本文:
***

大豆の浸水に用いた白濁とした水には栄養価があると言われており、一般的には、この水を大豆を煮るのに使っていきます。そのため、大豆の浸水は「流水」ではなく「貯め水」によって行います。ただ、葉月ではこの「貯め水」を使いません。
なぜなら、これはお米に対する知見ではありますが、生育過程で散布された農薬のほとんどを「外皮」に貯め込むと言われており、大豆も同様のことが起こっている可能性が高いと見ているため。
確かに、大豆を浸水させた水には一定の栄養価があるのかもしれませんが、貯め水による浸水では大豆の外皮を取り除くことが難しく、外皮が残った大豆では農薬を取り込んでしまう可能性が否定できません。
安心な豆腐作りを志す葉月としては、「栄養価」よりも「農薬除去」を優先したいと考えています。
――なるほど。安心なものを届けたいという葉月さんのお考えがよくわかるお話ですね。次に「お水」について教えてください。
豆腐作りは、まず「大豆の浸水」からスタートします。大豆は、20時間程度かけてゆっくりと水を吸収することで体積は約2倍となり、この水を含む過程で発芽が促され栄養価の高い食品になっていきます。それゆえに「どのような水を使っているか」によって、豆腐の風味は大きく変わっていくと考えています。
では、葉月ではどのような水を使っているか。
大山町には、「大山隠岐国立公園」という35,000haを超える手つかずの大自然があります。西日本最大級の「ブナの自然林」と「火山活動によって作られた地層」が特徴で、この特殊な地形によって磨かれた「天然地下水」を使わせて頂いています。
飲食に適した水質であるかのチェックはもちろんですが、「美味しいお水の方程式(下記リンク参照)」に当てはめた客観的な検証も加えた上で、現時点では「大山の地下水」が葉月の豆腐作りには最適だと考えています。
*参考:美味しいお水の方程式
――「天然地下水」=「美味しいもの」と決め付けず、「方程式」に当てはめて検証もされているんですね。では「にがり」についてはどのようなものをお使いでしょうか。

***

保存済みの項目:
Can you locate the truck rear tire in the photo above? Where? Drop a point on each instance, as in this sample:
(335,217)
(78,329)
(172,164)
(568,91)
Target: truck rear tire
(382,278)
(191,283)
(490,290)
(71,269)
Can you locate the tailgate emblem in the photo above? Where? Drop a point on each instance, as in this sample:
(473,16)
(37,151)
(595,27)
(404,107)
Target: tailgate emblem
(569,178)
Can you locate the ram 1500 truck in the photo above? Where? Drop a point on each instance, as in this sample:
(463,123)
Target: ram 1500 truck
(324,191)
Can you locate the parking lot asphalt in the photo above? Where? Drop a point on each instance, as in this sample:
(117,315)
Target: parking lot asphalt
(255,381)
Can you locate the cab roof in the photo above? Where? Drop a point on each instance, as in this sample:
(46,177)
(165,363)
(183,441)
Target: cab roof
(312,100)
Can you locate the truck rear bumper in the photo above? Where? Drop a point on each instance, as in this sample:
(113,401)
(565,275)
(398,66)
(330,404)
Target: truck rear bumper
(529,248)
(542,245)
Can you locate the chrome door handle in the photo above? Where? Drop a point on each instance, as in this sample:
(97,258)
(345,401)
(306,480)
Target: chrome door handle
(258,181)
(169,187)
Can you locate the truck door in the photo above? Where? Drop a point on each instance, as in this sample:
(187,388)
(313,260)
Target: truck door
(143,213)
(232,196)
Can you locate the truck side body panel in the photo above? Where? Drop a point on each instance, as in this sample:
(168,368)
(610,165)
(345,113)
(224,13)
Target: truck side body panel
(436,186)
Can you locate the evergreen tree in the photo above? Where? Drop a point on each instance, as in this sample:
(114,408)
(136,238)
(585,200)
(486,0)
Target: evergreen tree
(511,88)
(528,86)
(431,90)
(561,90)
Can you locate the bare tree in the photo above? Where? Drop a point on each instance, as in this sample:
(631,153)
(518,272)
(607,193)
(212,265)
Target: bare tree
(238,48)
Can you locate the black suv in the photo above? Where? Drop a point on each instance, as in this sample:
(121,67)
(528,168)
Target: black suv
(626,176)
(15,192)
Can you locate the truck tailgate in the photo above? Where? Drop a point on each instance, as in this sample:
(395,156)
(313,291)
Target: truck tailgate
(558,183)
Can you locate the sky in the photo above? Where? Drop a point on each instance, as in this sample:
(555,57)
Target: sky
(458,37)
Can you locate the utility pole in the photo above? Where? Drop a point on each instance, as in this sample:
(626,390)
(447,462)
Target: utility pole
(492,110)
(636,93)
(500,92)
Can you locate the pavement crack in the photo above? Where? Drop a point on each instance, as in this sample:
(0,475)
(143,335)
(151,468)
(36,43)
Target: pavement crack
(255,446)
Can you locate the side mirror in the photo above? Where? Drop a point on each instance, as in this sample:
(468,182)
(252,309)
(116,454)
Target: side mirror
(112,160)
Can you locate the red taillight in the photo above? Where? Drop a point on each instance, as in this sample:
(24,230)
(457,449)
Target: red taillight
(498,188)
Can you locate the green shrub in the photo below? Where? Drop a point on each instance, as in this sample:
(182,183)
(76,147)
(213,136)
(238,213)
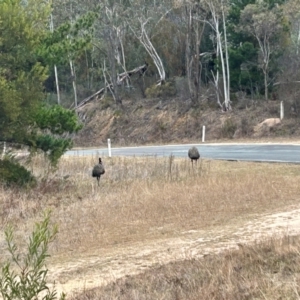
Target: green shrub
(165,90)
(228,129)
(24,277)
(13,174)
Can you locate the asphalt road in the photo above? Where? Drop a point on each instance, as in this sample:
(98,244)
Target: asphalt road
(244,152)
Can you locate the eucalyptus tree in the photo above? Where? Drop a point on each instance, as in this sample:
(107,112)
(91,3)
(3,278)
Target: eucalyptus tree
(145,21)
(195,16)
(217,21)
(24,117)
(71,30)
(265,25)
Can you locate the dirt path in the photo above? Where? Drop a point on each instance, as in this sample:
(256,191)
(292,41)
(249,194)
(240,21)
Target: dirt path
(101,266)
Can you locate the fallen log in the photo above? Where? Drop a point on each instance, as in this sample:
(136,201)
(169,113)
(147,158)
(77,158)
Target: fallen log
(120,78)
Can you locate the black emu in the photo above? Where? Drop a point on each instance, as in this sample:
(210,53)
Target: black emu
(193,154)
(98,170)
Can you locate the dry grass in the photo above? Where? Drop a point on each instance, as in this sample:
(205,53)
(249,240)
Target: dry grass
(146,199)
(270,270)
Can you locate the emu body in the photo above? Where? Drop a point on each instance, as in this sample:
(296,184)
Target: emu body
(193,154)
(98,170)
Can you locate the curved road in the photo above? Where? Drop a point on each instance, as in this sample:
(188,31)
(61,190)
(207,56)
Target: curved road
(286,153)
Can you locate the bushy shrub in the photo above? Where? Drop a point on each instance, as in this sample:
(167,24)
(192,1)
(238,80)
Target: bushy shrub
(228,129)
(24,278)
(167,89)
(13,174)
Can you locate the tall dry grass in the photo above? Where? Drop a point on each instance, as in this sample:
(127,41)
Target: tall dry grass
(269,270)
(142,199)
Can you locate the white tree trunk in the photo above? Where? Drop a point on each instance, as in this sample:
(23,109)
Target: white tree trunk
(145,41)
(74,83)
(55,68)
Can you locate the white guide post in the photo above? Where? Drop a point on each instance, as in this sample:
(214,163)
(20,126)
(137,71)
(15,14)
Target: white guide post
(4,149)
(109,147)
(203,133)
(281,110)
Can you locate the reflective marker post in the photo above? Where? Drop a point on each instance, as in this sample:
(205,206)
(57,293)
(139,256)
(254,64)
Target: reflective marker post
(109,147)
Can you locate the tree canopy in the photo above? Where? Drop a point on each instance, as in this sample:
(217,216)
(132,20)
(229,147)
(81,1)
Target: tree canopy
(25,118)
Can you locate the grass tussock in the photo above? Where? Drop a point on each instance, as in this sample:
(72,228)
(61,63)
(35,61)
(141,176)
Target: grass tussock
(270,270)
(146,199)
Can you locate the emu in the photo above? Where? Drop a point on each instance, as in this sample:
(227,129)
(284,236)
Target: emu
(98,170)
(193,155)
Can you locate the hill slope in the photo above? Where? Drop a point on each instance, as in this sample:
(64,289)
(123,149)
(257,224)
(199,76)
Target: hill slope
(151,121)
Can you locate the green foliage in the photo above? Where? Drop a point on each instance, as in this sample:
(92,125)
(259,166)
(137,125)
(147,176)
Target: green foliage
(167,89)
(29,280)
(57,120)
(68,40)
(228,129)
(23,118)
(13,174)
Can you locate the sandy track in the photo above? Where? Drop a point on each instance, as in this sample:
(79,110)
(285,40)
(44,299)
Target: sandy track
(102,266)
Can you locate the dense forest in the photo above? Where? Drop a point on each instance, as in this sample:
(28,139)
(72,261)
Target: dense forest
(227,46)
(56,56)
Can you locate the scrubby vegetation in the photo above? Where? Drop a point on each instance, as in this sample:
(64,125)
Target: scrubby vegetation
(149,212)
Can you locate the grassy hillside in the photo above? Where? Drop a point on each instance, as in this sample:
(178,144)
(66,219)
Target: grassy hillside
(150,121)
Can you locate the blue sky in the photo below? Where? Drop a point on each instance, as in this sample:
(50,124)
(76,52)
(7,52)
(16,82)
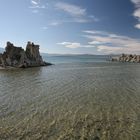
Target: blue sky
(72,26)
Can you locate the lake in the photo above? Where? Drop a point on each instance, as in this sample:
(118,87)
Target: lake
(81,97)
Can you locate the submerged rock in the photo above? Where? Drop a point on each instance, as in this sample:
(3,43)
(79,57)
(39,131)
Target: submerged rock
(17,57)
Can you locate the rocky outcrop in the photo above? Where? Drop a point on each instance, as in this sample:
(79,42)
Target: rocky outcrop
(127,58)
(17,57)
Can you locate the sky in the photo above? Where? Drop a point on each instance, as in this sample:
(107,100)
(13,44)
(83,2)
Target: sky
(72,26)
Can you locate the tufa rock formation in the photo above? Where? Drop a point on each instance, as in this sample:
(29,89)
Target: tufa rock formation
(17,57)
(127,58)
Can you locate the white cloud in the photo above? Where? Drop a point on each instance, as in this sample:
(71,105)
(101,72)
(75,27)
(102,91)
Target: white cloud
(71,45)
(36,5)
(74,45)
(71,9)
(136,13)
(112,43)
(34,2)
(44,27)
(75,13)
(55,23)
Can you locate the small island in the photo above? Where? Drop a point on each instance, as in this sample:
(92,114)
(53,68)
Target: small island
(127,58)
(17,57)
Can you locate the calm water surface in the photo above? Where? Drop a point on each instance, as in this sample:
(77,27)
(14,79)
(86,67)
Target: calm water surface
(74,100)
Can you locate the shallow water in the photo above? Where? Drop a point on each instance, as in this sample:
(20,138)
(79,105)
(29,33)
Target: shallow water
(71,101)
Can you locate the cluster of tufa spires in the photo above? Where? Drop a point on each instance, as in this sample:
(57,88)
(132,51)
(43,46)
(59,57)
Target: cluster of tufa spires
(18,57)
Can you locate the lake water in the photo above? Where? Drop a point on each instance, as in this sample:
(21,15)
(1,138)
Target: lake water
(78,98)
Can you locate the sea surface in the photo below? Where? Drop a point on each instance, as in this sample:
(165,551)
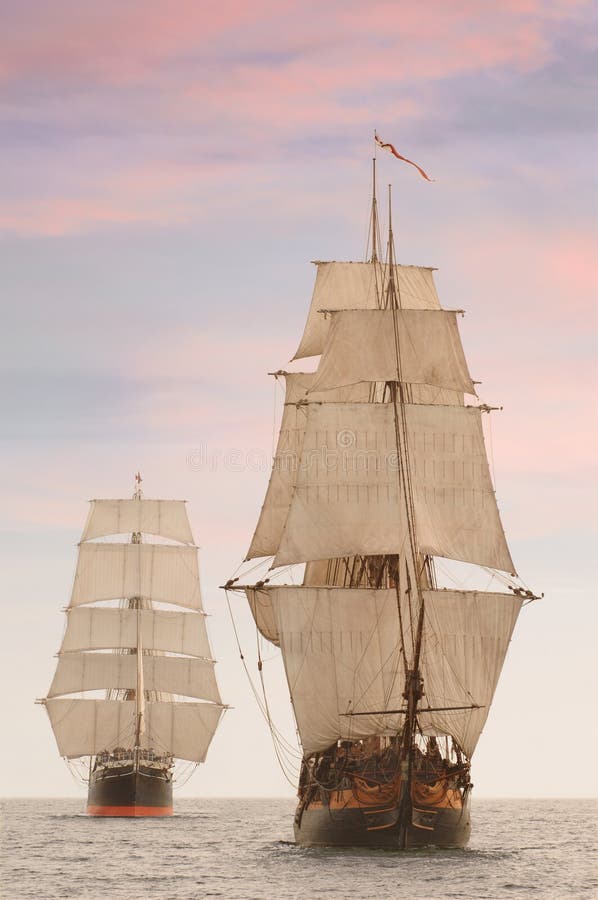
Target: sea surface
(243,850)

***

課題内容: 本文のうち「確かに、大豆を浸水させた水に」から「うなものをお使いでしょうか。」までの箇所を、一字も変えずに書き写してください。

正しい解答:
確かに、大豆を浸水させた水には一定の栄養価があるのかもしれませんが、貯め水による浸水では大豆の外皮を取り除くことが難しく、外皮が残った大豆では農薬を取り込んでしまう可能性が否定できません。
安心な豆腐作りを志す葉月としては、「栄養価」よりも「農薬除去」を優先したいと考えています。
――なるほど。安心なものを届けたいという葉月さんのお考えがよくわかるお話ですね。次に「お水」について教えてください。
豆腐作りは、まず「大豆の浸水」からスタートします。大豆は、20時間程度かけてゆっくりと水を吸収することで体積は約2倍となり、この水を含む過程で発芽が促され栄養価の高い食品になっていきます。それゆえに「どのような水を使っているか」によって、豆腐の風味は大きく変わっていくと考えています。
では、葉月ではどのような水を使っているか。
大山町には、「大山隠岐国立公園」という35,000haを超える手つかずの大自然があります。西日本最大級の「ブナの自然林」と「火山活動によって作られた地層」が特徴で、この特殊な地形によって磨かれた「天然地下水」を使わせて頂いています。
飲食に適した水質であるかのチェックはもちろんですが、「美味しいお水の方程式(下記リンク参照)」に当てはめた客観的な検証も加えた上で、現時点では「大山の地下水」が葉月の豆腐作りには最適だと考えています。
*参考:美味しいお水の方程式
――「天然地下水」=「美味しいもの」と決め付けず、「方程式」に当てはめて検証もされているんですね。では「にがり」についてはどのようなものをお使いでしょうか。